Please list every line of the lines below that contains the word "gray".

= = = =

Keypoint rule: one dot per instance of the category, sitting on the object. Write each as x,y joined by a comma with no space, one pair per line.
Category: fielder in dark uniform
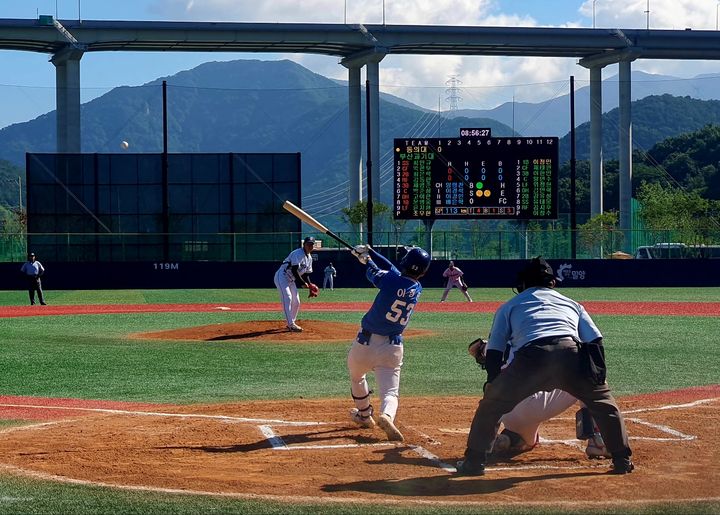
33,270
542,327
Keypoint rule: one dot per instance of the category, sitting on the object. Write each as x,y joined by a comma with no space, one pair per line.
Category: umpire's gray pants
545,367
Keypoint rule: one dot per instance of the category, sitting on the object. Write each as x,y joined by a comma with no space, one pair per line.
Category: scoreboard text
476,177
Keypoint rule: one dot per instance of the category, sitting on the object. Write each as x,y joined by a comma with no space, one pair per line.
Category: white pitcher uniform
285,282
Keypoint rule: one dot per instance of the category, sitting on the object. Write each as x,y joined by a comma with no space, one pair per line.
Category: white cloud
664,14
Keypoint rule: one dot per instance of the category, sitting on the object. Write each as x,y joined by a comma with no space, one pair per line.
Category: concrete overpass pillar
596,161
67,99
354,135
373,77
625,154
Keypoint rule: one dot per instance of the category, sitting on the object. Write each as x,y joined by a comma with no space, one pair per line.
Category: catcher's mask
536,273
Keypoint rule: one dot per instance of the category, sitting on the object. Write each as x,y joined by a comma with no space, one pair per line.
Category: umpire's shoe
622,465
472,465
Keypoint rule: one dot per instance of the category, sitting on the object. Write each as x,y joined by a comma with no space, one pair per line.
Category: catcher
552,340
293,272
520,433
454,279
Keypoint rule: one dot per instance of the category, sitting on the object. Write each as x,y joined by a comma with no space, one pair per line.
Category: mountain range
280,106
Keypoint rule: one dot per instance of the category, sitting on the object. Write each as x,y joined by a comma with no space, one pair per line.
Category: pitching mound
309,450
273,330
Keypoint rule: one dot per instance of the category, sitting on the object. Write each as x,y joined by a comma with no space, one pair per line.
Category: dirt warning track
308,449
706,309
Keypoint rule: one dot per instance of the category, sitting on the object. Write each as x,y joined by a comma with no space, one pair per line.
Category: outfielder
294,271
378,346
33,270
455,279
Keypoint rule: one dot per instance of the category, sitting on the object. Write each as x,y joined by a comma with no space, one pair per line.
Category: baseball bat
305,217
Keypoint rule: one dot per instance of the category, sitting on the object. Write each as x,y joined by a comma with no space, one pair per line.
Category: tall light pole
594,13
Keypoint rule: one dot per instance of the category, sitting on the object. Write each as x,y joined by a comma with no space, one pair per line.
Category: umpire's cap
536,273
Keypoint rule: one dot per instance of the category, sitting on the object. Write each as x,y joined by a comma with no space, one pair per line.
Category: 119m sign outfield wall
487,274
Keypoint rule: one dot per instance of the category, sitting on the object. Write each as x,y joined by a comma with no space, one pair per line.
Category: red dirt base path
706,309
307,450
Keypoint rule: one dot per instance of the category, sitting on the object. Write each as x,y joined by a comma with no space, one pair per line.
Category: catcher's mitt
477,350
313,290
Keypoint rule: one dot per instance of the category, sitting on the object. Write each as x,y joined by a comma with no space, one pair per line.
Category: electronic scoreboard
476,176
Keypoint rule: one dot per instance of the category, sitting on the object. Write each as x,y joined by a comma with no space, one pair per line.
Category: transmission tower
453,92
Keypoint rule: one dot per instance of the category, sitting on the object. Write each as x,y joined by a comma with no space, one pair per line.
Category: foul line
177,415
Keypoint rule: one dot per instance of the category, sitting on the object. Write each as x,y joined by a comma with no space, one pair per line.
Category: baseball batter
379,344
454,277
293,272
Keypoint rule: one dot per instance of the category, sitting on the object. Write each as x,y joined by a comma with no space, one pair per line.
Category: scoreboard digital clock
476,177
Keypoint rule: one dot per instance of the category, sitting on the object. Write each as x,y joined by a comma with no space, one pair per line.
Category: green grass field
91,357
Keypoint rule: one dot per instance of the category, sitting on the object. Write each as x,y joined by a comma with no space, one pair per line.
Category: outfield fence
237,247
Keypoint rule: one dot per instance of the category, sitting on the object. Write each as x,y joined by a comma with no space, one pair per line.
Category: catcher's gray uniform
542,327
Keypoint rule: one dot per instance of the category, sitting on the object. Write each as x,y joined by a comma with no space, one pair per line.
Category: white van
661,251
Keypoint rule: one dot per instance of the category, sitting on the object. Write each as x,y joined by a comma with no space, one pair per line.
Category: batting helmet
415,263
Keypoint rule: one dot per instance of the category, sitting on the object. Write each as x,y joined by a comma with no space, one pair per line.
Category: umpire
542,328
33,270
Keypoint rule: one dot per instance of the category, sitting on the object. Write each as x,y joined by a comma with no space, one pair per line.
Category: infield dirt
308,449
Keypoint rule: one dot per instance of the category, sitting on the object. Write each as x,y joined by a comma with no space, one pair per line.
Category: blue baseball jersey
394,303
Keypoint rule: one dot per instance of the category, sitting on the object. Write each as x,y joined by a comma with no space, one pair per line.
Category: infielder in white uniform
295,271
454,280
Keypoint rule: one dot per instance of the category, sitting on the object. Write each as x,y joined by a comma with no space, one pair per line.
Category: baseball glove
477,350
313,290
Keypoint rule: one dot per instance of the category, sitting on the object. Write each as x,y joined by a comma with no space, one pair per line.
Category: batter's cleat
386,424
470,468
622,466
596,449
360,420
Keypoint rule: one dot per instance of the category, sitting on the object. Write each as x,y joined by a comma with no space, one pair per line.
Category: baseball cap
537,270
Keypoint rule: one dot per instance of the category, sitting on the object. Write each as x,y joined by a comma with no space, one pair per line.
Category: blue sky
27,81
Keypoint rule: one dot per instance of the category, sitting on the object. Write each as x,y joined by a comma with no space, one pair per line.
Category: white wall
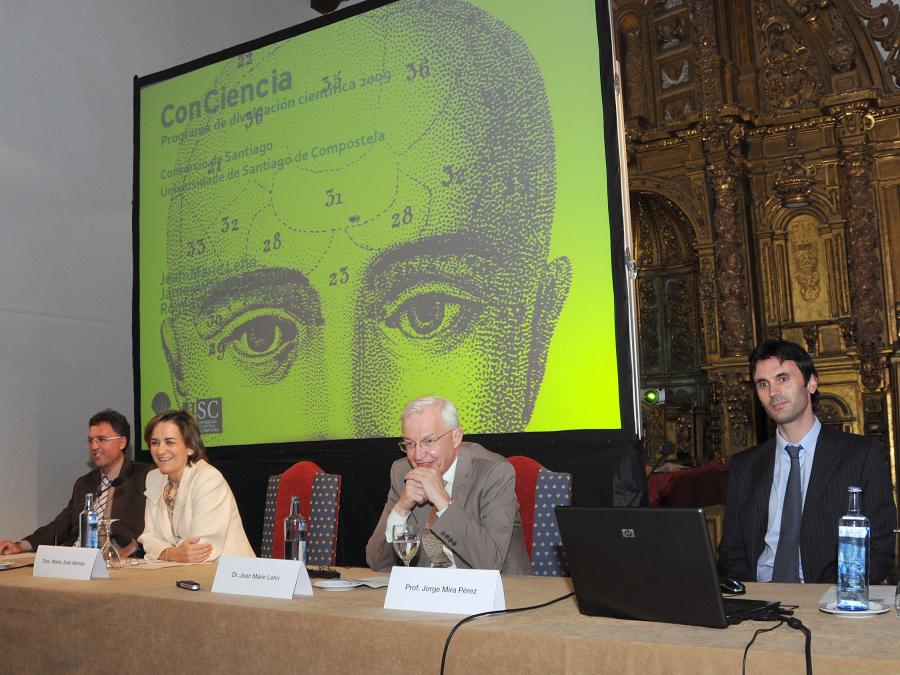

= = = =

§ RESULT FOR THIS EXERCISE:
Category: umpire's gray pants
Category: catcher's gray uniform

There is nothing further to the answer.